== Directions ==
Make an exact copy of all the entries shown below.

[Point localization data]
━━━

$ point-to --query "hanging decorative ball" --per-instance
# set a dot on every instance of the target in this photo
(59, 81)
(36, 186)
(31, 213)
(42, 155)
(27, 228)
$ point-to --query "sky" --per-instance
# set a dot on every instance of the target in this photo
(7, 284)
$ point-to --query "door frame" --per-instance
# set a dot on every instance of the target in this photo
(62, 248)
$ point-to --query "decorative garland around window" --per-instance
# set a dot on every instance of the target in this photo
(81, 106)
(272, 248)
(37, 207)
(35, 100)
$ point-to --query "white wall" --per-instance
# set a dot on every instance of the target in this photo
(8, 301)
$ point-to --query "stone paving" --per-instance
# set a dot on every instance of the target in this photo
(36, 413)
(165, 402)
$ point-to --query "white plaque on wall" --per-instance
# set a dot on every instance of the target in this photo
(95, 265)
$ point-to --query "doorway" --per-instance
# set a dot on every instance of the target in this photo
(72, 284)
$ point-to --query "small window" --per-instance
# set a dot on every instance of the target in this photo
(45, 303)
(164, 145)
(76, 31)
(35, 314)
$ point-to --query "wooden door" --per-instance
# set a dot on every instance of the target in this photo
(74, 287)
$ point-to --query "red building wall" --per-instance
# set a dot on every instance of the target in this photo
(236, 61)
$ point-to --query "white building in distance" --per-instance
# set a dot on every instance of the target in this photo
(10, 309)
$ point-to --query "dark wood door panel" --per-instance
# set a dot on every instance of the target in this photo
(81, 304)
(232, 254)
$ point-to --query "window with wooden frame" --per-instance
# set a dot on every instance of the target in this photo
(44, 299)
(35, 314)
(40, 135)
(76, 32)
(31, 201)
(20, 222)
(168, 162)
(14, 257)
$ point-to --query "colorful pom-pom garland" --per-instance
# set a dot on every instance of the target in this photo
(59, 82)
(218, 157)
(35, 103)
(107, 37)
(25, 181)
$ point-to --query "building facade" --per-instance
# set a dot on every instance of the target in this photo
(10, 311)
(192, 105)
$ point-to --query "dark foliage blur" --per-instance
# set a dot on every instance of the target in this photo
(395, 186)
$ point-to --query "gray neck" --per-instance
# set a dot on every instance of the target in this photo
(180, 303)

━━━

== Task output ==
$ point-to --query "hanging decorative ball" --per-instance
# set a dot on every instance of the target in this photo
(59, 81)
(36, 186)
(31, 213)
(42, 155)
(27, 228)
$ point-to --query "sky" --per-instance
# set a dot on every instance of the target in this photo
(7, 284)
$ point-to --query "door frame" --per-instance
# set a dot on every instance of the target in this photo
(62, 248)
$ point-to --query "decorative garland around window" --per-instance
# set a dot on every instance of the target in this photo
(81, 106)
(272, 248)
(37, 207)
(35, 100)
$ point-to --query "white wall" --per-instance
# set a dot on every instance of the target in this photo
(8, 301)
$ point-to --query "stone paving" --per-instance
# set a dot on every instance of the target in this photo
(36, 413)
(165, 402)
$ point-to --query "white plaque on wall" --per-instance
# set a dot on every instance of the target in this photo
(95, 265)
$ point-to --query "doorway" --per-instance
# set a dot on every instance of the target in this photo
(72, 284)
$ point-to --query "small window" --per-instance
# set a dot on every instance of the target in this photo
(45, 303)
(164, 145)
(76, 31)
(35, 314)
$ point-to --query "wooden door" --per-instance
# set a dot on every instance of the target in this photo
(74, 287)
$ point-to --query "red building wall" --per-instance
# set a dot on every instance of the target in this photo
(236, 61)
$ point-to --query "white building in distance" --per-instance
# set a dot on every instance of the target in this photo
(10, 309)
$ point-to --query "dark wood door panel" --per-instance
# set a dot on every instance of the target in this photo
(81, 304)
(232, 254)
$ point-to --query "window with wooden frame" --per-instance
# set a dot on every instance of the target in this photo
(44, 299)
(35, 314)
(40, 135)
(76, 32)
(31, 201)
(20, 222)
(168, 162)
(14, 257)
$ point-to --query "colorful pom-pom garland" --per-instance
# set a dot on every instance of the target in this photo
(59, 82)
(218, 157)
(35, 103)
(107, 37)
(25, 181)
$ point-to --query "building facade" --per-instance
# set a dot on every instance of the target in this photo
(10, 311)
(192, 105)
$ point-to --query "dark foliage blur" --per-instance
# set a dot on every instance of the target in this photo
(395, 186)
$ point-to --query "gray neck" --per-instance
# set a dot on every instance of the target in this photo
(180, 303)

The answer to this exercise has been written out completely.